*** INFORMATION SHOWN

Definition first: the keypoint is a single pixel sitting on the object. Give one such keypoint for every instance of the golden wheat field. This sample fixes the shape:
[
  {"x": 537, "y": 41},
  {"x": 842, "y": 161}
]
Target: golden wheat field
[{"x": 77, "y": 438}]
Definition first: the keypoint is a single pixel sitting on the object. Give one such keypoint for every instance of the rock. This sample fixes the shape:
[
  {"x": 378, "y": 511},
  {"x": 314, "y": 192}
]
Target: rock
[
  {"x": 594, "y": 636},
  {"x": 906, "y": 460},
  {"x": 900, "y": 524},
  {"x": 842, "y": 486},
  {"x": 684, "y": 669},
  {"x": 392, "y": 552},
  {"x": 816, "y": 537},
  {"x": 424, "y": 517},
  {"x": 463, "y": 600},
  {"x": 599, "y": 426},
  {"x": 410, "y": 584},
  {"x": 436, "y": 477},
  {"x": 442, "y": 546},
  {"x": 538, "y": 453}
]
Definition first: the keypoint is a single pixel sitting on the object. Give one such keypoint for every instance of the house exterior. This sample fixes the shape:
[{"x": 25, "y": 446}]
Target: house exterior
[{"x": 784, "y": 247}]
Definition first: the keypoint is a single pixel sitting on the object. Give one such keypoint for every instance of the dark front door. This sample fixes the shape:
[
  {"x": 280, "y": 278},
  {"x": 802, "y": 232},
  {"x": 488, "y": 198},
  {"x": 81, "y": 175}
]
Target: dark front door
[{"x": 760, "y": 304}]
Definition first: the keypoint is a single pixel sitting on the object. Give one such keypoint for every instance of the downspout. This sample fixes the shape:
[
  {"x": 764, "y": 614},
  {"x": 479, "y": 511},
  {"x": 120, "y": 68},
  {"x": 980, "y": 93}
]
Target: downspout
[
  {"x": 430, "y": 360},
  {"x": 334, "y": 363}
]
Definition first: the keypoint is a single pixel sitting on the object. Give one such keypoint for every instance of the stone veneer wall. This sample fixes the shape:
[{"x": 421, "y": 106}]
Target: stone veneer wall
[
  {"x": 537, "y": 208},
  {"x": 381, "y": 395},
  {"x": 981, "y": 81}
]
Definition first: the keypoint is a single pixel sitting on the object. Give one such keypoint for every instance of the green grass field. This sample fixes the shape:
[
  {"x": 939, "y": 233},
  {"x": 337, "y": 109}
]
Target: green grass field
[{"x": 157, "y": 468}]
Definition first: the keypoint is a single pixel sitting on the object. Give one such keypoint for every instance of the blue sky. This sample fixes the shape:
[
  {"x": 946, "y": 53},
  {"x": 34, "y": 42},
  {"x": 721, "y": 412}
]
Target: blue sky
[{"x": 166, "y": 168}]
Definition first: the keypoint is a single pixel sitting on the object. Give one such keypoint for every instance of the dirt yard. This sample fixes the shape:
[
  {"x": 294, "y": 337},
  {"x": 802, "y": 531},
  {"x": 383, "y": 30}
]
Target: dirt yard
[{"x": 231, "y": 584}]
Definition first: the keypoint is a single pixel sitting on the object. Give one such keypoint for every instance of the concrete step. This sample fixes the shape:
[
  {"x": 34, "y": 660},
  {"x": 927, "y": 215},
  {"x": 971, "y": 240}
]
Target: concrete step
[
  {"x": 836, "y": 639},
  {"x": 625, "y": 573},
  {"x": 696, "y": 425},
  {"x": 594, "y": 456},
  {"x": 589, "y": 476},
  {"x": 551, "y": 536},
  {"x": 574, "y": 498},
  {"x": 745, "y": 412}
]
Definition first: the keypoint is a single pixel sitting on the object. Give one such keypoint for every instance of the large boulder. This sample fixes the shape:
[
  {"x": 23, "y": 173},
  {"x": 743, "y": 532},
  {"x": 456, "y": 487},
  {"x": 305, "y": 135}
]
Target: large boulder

******

▶ **EXERCISE INSTRUCTIONS**
When you transcribe the records above, keep every line exactly the same.

▶ **RESPONSE TO THIS TASK**
Definition first: the keypoint is a single pixel sitting on the object. Give one such keypoint for every instance of the golden wheat field. This sample fixes the shape:
[
  {"x": 537, "y": 41},
  {"x": 842, "y": 161}
]
Target: golden wheat field
[{"x": 77, "y": 438}]
Definition first: the keypoint is a single pixel sitting on the object. Give one such keypoint for every instance of the rock. This sample fixes the shape:
[
  {"x": 378, "y": 511},
  {"x": 314, "y": 192}
]
Target: rock
[
  {"x": 594, "y": 636},
  {"x": 906, "y": 460},
  {"x": 900, "y": 524},
  {"x": 842, "y": 486},
  {"x": 684, "y": 669},
  {"x": 392, "y": 552},
  {"x": 816, "y": 537},
  {"x": 424, "y": 517},
  {"x": 463, "y": 600},
  {"x": 599, "y": 426},
  {"x": 410, "y": 584},
  {"x": 436, "y": 477},
  {"x": 442, "y": 546},
  {"x": 538, "y": 453}
]
Definition first: the keypoint is a single pixel sitting on the object. Give one such keypoint for every instance of the house exterior. This sample fixes the shape:
[{"x": 25, "y": 446}]
Target: house exterior
[{"x": 784, "y": 247}]
Definition first: the keypoint is a single pixel sitting on the object. Give one such keypoint for every instance of the dark front door. This sample fixes the shape:
[
  {"x": 280, "y": 278},
  {"x": 802, "y": 232},
  {"x": 488, "y": 198},
  {"x": 81, "y": 175}
]
Target: dark front door
[{"x": 760, "y": 304}]
Definition first: the keypoint is a single pixel sitting on the object. Give one such keypoint for every instance of the downspout. This sample fixes the shape:
[
  {"x": 764, "y": 614},
  {"x": 479, "y": 511},
  {"x": 120, "y": 68},
  {"x": 980, "y": 93}
]
Target: downspout
[
  {"x": 430, "y": 360},
  {"x": 334, "y": 363}
]
Definition first: the keypoint is a single pixel sitting on the object. Give one such keypoint for every instance of the stone veneer wall. This sample fixes the shape:
[{"x": 421, "y": 106}]
Target: stone veneer wall
[
  {"x": 537, "y": 208},
  {"x": 381, "y": 395},
  {"x": 981, "y": 81}
]
Definition first: the keypoint is a single pixel sitting on the object. Give one such keypoint for every instance of the green grass field. This sample fixes the shape:
[
  {"x": 939, "y": 233},
  {"x": 337, "y": 109}
]
Target: green grass field
[{"x": 157, "y": 468}]
Definition first: the keypoint is a single pixel sitting on the object. Give one such keypoint for every instance of the blue sky. This sample fixes the shape:
[
  {"x": 946, "y": 53},
  {"x": 34, "y": 42},
  {"x": 721, "y": 412}
]
Target: blue sky
[{"x": 166, "y": 168}]
Definition first: the keypoint is a single pixel sitting on the object. Give one such keypoint for every instance of the dirt yard. This sample fixes the shape:
[
  {"x": 294, "y": 337},
  {"x": 802, "y": 531},
  {"x": 383, "y": 30}
]
Target: dirt yard
[{"x": 231, "y": 584}]
Definition first: the keypoint is a single pixel sitting on the object. Give one such keypoint for every instance of the concrete step. This sample fixes the shape:
[
  {"x": 34, "y": 660},
  {"x": 927, "y": 215},
  {"x": 971, "y": 240}
]
Target: concrete step
[
  {"x": 836, "y": 639},
  {"x": 625, "y": 573},
  {"x": 696, "y": 425},
  {"x": 594, "y": 456},
  {"x": 589, "y": 476},
  {"x": 551, "y": 536},
  {"x": 574, "y": 498},
  {"x": 745, "y": 412}
]
Definition first: the keypoint is a single pixel sitting on the object. Give one such keypoint for every instance of the large boulder. This sample fixes the shape:
[
  {"x": 23, "y": 173},
  {"x": 743, "y": 532},
  {"x": 456, "y": 487},
  {"x": 305, "y": 135}
]
Target: large boulder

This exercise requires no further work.